Transcribe the listing below from its opening line up to and including the line that contains "rough mask: <svg"; reproduce nothing else.
========================================================================
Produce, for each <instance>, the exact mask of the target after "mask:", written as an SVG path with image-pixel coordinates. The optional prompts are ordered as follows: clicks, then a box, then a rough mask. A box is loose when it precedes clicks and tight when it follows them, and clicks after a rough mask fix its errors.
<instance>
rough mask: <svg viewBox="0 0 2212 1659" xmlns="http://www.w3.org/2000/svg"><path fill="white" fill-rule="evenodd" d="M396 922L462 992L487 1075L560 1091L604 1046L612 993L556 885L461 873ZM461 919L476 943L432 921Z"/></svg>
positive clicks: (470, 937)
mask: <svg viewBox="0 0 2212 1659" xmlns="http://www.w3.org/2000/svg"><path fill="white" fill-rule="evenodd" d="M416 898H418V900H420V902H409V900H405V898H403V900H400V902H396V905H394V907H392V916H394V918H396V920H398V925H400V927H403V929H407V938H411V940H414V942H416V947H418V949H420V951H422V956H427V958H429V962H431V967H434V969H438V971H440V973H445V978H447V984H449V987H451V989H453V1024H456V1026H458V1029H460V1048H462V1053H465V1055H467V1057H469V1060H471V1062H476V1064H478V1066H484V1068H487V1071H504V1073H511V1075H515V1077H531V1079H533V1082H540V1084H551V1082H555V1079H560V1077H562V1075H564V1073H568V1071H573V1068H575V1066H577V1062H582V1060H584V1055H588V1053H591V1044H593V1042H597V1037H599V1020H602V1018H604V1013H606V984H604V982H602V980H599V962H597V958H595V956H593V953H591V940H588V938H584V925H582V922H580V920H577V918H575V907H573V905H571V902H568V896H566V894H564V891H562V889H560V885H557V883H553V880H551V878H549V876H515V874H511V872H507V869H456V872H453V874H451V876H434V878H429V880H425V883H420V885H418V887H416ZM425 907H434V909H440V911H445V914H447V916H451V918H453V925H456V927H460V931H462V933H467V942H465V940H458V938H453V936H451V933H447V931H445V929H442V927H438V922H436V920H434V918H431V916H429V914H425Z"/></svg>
========================================================================
#### Solution:
Produce, for each <instance>, the exact mask of the target after "mask:", written as an SVG path with image-pixel coordinates. The optional prompts are ordered as follows: clicks, then a box, then a rough mask. A box is loose when it precedes clicks and tight when it follows them, and clicks after a rough mask fix its errors.
<instance>
rough mask: <svg viewBox="0 0 2212 1659" xmlns="http://www.w3.org/2000/svg"><path fill="white" fill-rule="evenodd" d="M396 922L462 992L487 1075L560 1091L604 1046L612 993L556 885L461 873ZM461 919L476 943L432 921Z"/></svg>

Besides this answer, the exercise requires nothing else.